→ **Entries provided**:
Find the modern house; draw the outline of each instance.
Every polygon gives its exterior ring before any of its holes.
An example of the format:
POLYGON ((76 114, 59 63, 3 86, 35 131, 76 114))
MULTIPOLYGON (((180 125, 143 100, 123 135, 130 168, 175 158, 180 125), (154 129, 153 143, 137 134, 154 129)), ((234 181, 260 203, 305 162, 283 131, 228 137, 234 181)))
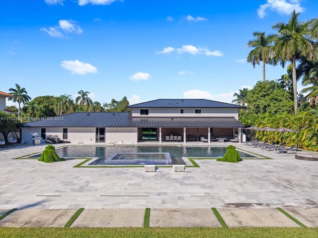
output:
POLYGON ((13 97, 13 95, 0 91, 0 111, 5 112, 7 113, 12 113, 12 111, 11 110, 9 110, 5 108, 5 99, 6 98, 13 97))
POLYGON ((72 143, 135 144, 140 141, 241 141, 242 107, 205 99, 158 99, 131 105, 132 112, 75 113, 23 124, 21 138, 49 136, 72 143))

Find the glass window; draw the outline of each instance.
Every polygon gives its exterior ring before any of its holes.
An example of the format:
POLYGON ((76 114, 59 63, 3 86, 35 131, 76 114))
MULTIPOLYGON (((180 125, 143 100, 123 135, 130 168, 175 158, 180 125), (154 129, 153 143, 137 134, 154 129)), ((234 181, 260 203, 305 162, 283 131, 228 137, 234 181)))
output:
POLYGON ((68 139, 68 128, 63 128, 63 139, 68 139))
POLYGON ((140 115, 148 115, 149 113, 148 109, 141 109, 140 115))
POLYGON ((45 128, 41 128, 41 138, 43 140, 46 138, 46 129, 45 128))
==
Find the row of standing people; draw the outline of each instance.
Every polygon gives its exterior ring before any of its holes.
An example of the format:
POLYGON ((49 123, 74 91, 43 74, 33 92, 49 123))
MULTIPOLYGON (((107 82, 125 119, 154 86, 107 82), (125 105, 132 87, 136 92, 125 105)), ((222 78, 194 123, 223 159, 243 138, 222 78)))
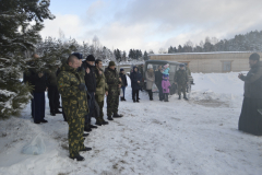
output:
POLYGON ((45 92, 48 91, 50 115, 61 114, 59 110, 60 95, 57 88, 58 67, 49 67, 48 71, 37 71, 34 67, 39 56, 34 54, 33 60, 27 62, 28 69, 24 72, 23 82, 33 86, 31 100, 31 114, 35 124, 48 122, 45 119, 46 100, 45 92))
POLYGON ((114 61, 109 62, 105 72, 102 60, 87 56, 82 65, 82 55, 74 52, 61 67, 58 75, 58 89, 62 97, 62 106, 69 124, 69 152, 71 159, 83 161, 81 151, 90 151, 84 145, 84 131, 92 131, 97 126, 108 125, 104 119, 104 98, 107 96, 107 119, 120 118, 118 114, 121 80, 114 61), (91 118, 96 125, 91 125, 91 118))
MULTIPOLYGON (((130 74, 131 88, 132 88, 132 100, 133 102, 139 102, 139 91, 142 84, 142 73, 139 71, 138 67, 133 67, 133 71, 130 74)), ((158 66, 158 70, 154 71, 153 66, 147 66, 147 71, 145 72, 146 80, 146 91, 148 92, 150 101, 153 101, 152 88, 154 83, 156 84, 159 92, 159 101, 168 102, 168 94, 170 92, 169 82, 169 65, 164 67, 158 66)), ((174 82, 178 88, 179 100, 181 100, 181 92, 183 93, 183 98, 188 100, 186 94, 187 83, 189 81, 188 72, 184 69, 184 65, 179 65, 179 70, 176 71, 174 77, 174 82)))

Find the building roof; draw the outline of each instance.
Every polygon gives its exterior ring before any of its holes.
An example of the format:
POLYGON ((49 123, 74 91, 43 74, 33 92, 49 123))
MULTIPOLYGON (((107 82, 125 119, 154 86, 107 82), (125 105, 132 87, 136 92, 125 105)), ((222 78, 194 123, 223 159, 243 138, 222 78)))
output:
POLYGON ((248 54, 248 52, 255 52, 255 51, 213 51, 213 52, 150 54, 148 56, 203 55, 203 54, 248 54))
==
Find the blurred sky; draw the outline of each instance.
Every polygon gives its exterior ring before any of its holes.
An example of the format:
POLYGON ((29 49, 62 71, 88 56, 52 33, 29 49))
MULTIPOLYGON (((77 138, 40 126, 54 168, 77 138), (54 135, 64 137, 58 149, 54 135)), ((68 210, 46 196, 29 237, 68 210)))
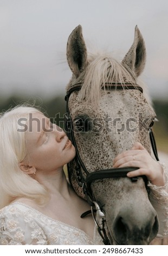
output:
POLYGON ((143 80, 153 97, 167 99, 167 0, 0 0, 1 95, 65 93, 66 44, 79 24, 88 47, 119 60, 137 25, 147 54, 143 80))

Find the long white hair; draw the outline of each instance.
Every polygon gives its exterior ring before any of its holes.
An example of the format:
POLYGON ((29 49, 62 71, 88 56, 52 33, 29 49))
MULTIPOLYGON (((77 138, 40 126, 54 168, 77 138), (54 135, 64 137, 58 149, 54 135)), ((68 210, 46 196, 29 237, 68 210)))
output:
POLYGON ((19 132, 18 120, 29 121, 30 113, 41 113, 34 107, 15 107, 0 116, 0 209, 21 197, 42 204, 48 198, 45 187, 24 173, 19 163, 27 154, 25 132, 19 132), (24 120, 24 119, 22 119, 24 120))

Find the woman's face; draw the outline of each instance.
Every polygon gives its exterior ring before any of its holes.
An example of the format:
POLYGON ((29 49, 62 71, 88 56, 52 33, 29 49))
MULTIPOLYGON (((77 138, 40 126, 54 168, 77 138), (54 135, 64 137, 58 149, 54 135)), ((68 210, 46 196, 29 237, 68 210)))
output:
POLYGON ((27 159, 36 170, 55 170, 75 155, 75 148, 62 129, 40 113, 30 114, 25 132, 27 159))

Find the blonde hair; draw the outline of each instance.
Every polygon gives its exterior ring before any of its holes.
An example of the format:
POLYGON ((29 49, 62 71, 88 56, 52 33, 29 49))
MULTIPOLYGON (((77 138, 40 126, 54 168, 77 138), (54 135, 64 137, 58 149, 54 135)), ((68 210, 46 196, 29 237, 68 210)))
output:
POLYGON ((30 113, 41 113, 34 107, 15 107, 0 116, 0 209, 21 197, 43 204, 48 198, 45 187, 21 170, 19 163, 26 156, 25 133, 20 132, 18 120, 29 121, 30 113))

→ **To do**:
Arrange the lines as a JSON list of strings, one string per line and no blank lines, starting with the line that contains "Find the glass" and going on through the line that contains "POLYGON ((45 128, 41".

→ **Result**:
[
  "Find the glass window; draw the outline of each instance.",
  "Every polygon gives its exterior ring before any of its holes.",
  "An example of the format:",
  "POLYGON ((76 114, 59 63, 3 86, 35 131, 76 114))",
  "MULTIPOLYGON (((180 125, 143 100, 123 135, 130 168, 175 158, 180 125), (154 129, 153 143, 137 134, 154 129)), ((234 181, 260 203, 305 162, 283 131, 228 137, 234 181)))",
  "output:",
  "POLYGON ((68 139, 68 128, 63 128, 63 139, 68 139))",
  "POLYGON ((140 115, 148 115, 149 113, 148 109, 141 109, 140 115))",
  "POLYGON ((45 128, 41 128, 41 138, 43 140, 46 138, 46 129, 45 128))"
]